▶ **Assignment**:
Quote verbatim the stretch from "THE Greek columns" through "the US economy." in the article on President Obama's convention speech.

▶ **Extract**:
□ □ □ □

MAJOR CHALLENGE: Members of the crowd reach out for US President Barack Obama during a campaign event at the University of Colorado,  Boulder, on Sunday. Picture: REUTERS
MAJOR CHALLENGE: Members of the crowd reach out for US President Barack Obama during a campaign event at the University of Colorado, Boulder, on Sunday. Picture: REUTERS

THE Greek columns may be banished and the "hope" and "change" signs gone, but President Barack Obama’s pitch to American voters at the Democratic National Convention this week will have echoes of his 2008 speech, when he cast himself as a visionary leader in touch with the nation’s priorities.

Dogged by a sluggish economy and in a tight race with Republican rival Mitt Romney, Mr Obama will use his time in the spotlight on Thursday to focus on education, tax cuts for those making less than $250,000, energy, immigration and social issues, his advisers indicated. By talking in more specific terms than Mr Romney did last week, Mr Obama’s team hopes to draw a contrast between the two men.

The president’s team believes that Mr Romney missed a big chance during the Republican convention to lay out a blueprint for fixing the US economy.

Mr Romney called for fewer government regulations and lower taxes but offered few details in a speech that emphasised his biography and amounted to a rebuttal of months of attacks from Mr Obama’s team. The Obama campaign has cast the former private equity executive as an aloof tycoon who is out of touch with middle-class America.

Unlike the former Massachusetts governor, Mr Obama needs no reintroduction to the American public, his campaign advisers say.

□ □ □ □

▶ **Supplied material**:
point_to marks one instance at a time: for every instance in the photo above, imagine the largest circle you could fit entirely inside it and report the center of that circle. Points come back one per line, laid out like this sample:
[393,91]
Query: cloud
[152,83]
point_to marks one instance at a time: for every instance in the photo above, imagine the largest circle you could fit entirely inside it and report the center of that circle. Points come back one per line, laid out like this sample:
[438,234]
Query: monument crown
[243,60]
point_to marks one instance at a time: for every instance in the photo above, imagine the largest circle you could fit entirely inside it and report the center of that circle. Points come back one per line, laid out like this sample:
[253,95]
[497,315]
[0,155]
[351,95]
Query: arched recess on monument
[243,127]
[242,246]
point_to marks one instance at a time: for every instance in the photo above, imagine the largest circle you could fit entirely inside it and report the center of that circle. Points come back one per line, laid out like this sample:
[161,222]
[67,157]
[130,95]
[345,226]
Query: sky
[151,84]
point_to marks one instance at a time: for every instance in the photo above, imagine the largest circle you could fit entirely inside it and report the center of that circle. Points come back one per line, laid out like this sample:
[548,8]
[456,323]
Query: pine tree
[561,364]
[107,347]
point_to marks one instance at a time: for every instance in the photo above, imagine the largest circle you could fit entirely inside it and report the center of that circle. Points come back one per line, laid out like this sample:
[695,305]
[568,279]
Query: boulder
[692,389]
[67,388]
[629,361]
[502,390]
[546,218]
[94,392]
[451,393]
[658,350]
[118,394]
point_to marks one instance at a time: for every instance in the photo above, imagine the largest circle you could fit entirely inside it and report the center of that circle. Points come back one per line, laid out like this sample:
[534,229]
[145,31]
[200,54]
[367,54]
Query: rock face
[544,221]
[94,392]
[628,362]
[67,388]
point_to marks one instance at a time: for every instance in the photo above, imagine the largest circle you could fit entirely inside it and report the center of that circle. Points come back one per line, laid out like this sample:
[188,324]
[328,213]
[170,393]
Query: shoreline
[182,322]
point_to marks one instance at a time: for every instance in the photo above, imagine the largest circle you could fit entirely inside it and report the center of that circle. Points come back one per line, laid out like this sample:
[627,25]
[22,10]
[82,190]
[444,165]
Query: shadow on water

□ □ □ □

▶ **Answer to the exercise**:
THE Greek columns may be banished and the "hope" and "change" signs gone, but President Barack Obama’s pitch to American voters at the Democratic National Convention this week will have echoes of his 2008 speech, when he cast himself as a visionary leader in touch with the nation’s priorities.

Dogged by a sluggish economy and in a tight race with Republican rival Mitt Romney, Mr Obama will use his time in the spotlight on Thursday to focus on education, tax cuts for those making less than $250,000, energy, immigration and social issues, his advisers indicated. By talking in more specific terms than Mr Romney did last week, Mr Obama’s team hopes to draw a contrast between the two men.

The president’s team believes that Mr Romney missed a big chance during the Republican convention to lay out a blueprint for fixing the US economy.